OBJECTIVE: Which lines in the listing below contain the word "panel"? Locate each one and copy it in full.

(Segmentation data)
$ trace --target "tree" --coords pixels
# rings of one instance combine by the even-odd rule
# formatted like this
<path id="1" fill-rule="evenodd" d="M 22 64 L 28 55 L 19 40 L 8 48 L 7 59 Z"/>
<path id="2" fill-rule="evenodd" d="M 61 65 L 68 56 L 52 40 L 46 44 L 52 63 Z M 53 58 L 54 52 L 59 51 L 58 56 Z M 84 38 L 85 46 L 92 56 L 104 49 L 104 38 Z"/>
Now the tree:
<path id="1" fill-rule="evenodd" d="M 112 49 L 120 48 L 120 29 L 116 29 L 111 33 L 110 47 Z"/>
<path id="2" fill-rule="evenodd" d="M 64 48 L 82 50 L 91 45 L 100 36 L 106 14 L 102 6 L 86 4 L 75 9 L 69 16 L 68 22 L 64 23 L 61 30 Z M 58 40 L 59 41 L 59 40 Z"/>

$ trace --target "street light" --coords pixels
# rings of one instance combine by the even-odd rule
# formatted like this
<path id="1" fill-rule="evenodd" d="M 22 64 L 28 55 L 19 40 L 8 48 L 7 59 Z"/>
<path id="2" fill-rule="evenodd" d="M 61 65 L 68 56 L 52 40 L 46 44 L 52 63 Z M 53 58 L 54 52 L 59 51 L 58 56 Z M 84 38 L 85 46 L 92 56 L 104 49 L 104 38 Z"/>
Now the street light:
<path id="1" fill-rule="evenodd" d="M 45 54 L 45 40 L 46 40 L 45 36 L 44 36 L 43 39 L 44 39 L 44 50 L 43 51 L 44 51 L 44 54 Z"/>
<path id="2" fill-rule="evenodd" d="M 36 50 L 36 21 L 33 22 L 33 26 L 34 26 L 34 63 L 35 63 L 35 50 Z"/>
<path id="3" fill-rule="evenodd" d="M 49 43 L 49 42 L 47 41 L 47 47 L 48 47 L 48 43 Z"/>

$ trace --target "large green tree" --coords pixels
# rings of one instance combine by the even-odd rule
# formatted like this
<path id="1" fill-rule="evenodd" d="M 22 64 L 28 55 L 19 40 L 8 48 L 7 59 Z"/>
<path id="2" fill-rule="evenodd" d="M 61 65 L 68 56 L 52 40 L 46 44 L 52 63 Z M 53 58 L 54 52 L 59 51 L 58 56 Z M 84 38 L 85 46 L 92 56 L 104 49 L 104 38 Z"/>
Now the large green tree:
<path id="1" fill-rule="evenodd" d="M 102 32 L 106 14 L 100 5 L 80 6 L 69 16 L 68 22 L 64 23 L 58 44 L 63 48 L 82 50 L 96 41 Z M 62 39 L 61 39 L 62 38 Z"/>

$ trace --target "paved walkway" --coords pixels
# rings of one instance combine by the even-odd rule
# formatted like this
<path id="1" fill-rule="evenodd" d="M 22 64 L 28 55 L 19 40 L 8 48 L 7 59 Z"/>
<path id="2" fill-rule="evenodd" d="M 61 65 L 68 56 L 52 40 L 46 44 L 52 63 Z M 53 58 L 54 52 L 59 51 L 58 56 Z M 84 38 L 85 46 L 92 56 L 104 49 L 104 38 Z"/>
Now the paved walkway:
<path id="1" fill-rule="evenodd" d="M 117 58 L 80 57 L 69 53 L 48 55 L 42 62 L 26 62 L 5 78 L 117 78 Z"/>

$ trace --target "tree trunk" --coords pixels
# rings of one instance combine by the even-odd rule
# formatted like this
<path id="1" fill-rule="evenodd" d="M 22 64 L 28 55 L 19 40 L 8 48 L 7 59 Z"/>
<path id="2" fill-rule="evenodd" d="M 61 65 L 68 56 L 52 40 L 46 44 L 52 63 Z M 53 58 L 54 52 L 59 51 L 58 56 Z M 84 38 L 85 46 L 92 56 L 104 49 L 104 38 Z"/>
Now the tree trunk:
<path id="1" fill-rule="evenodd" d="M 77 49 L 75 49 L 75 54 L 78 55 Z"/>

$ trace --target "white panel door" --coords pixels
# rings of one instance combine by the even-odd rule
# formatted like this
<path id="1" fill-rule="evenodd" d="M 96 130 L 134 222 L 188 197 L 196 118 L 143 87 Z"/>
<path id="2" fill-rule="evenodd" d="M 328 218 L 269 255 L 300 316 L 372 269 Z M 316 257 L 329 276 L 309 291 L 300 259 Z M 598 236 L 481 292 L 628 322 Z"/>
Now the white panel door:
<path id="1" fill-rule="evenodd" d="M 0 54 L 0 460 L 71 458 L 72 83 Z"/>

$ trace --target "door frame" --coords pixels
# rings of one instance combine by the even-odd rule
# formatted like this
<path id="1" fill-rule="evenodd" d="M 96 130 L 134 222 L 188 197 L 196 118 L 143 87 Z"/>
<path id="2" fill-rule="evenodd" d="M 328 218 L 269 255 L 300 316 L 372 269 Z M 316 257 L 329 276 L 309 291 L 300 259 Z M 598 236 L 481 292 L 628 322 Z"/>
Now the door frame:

OUTPUT FOR THIS TASK:
$ trace --target "white panel door" --coords pixels
Now the white panel door:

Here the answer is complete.